_Exercise text_.

By Advocate.com Editors
Originally published on Advocate.com November 20 2002 1:00 AM ET
Officials from pharmaceutical company Roche, which codeveloped Fuzeon, the first HIV entry inhibitor currently under review at the Food and Drug Administration, said Monday at a meeting in Scotland that the medication is most effective when used by HIV-positive people for whom at least two other anti-HIV drugs are still working, the Raleigh News and Observer reports. The remarks were part of a presentation of a 24-week study of the injectable anti-HIV drug. All of the treatment-experienced HIV-positive study participants benefited from adding Fuzeon to their treatment regimens, including those on failing combinations, but the biggest reductions in HIV viral loads were experienced by those who had at least two other anti-HIV drugs in their regimens to which they had not developed resistance.
The majority of the study participants also reported that the twice-daily injections of Fuzeon were "manageable" and did not cause substantial changes in their daily routines. "The combination of better than expected efficacy, tolerability, and adherence data with the increasing incidence of drug resistance means demand for Fuzeon will be greater than initially anticipated," said David Reddy, head of HIV/AIDS drugs at Roche. The FDA is expected to grant marketing approval for Fuzeon in the first quarter of 2003. The medication will likely cost between $12,000 and $15,000 per patient per year, making it the most expensive anti-HIV medication on the market, analysts say.

_Data extract_.

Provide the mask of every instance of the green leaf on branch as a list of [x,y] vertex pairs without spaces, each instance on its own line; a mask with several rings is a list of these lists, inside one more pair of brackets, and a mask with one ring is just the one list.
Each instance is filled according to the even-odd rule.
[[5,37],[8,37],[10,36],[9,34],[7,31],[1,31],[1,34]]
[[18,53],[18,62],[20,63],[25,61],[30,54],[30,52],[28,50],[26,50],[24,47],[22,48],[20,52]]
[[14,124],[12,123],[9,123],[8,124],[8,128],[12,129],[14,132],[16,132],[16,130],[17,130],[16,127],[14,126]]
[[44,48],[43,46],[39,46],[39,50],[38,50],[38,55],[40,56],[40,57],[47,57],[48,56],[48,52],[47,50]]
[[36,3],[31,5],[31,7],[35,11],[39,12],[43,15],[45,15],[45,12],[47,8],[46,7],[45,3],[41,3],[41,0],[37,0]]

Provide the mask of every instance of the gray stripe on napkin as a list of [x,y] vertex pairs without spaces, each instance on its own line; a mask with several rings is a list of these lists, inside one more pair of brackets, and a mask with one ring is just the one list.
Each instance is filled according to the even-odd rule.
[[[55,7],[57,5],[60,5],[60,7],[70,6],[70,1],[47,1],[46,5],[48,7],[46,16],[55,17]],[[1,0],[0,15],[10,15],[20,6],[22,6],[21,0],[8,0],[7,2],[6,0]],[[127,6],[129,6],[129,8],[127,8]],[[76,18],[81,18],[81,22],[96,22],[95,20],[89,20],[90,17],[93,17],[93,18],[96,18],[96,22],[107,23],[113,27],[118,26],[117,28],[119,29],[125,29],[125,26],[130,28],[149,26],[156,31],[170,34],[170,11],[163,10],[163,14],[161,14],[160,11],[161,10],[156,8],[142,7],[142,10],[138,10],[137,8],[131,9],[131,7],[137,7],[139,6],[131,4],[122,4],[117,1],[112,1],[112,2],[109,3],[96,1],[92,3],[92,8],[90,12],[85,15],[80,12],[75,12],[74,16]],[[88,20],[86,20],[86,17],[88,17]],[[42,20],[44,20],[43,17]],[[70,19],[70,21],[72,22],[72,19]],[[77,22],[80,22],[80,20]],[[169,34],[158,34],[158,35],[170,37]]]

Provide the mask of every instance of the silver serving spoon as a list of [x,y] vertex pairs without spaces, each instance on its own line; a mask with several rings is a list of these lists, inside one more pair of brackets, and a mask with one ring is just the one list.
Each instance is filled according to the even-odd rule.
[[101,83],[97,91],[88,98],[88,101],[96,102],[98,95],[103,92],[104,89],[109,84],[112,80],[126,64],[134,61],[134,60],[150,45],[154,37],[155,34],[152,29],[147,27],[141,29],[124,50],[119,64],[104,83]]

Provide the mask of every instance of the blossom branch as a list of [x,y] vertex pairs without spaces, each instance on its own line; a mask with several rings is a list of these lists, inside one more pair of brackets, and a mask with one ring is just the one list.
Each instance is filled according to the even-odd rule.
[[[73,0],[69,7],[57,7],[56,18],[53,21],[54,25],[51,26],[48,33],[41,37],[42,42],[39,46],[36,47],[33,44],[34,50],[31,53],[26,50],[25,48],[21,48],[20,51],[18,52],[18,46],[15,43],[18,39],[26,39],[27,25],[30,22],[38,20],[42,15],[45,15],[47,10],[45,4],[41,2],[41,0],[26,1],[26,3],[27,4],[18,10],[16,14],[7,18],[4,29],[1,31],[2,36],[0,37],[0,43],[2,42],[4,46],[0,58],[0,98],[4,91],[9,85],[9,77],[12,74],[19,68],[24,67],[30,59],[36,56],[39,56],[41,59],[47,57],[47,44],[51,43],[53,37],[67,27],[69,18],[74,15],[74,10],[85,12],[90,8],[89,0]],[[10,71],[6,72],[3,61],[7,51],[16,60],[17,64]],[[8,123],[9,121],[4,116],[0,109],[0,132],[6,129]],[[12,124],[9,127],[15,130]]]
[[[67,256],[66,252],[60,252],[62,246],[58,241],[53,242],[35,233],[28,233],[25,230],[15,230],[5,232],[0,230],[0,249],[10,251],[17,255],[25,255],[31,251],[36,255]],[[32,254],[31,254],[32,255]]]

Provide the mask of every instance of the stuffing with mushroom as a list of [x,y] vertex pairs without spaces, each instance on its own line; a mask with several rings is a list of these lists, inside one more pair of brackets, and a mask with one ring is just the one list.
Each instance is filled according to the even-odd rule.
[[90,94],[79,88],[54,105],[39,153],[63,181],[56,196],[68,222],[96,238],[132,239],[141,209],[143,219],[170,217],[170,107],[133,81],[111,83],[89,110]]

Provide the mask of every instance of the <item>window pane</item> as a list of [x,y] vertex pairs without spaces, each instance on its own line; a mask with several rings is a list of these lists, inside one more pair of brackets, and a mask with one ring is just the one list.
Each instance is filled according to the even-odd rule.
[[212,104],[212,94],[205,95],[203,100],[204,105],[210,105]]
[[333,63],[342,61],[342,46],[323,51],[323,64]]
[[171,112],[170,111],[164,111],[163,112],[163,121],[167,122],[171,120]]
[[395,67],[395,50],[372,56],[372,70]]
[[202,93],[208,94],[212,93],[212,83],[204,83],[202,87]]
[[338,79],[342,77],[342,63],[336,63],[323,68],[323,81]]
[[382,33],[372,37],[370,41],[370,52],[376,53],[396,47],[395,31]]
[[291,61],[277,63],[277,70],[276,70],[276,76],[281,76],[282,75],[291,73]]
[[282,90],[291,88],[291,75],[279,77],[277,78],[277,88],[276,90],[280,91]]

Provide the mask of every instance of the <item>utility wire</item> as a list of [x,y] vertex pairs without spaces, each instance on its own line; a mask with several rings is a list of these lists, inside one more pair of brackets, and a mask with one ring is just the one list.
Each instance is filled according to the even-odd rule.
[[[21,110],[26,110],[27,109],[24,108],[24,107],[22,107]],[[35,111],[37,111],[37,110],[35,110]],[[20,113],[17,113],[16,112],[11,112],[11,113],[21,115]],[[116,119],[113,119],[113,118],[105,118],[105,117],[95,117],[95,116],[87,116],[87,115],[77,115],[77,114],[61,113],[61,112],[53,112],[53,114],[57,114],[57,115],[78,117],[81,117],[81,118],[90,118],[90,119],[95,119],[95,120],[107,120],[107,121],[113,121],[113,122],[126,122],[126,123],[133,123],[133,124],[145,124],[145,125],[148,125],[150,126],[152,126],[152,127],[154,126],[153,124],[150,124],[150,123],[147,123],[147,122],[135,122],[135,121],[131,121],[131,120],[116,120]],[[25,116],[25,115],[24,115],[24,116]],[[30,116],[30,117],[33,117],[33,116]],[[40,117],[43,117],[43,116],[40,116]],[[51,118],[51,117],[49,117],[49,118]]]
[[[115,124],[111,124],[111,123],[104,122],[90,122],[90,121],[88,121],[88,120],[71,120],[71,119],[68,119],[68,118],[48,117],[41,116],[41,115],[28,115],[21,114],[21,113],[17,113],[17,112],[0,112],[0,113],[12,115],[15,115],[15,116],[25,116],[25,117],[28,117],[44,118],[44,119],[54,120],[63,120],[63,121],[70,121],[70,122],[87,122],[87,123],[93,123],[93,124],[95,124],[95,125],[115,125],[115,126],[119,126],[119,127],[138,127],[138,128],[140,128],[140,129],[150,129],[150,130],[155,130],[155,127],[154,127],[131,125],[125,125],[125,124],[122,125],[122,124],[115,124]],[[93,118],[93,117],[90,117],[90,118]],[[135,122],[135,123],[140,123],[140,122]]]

_Problem 1_.
Answer these questions using the Fuzeon article.
(a) How many weeks did the study presented at the meeting in Scotland last?
(b) How often do study participants take Fuzeon injections?
(c) According to analysts, what will Fuzeon likely cost per patient per year?
_Problem 2_. Reproduce the Fuzeon article word for word from "By Advocate.com Editors" to "not developed resistance.".

_Exercise response 1_.
(a) 24 weeks
(b) Twice daily
(c) Between $12,000 and $15,000

_Exercise response 2_.
By Advocate.com Editors
Originally published on Advocate.com November 20 2002 1:00 AM ET
Officials from pharmaceutical company Roche, which codeveloped Fuzeon, the first HIV entry inhibitor currently under review at the Food and Drug Administration, said Monday at a meeting in Scotland that the medication is most effective when used by HIV-positive people for whom at least two other anti-HIV drugs are still working, the Raleigh News and Observer reports. The remarks were part of a presentation of a 24-week study of the injectable anti-HIV drug. All of the treatment-experienced HIV-positive study participants benefited from adding Fuzeon to their treatment regimens, including those on failing combinations, but the biggest reductions in HIV viral loads were experienced by those who had at least two other anti-HIV drugs in their regimens to which they had not developed resistance.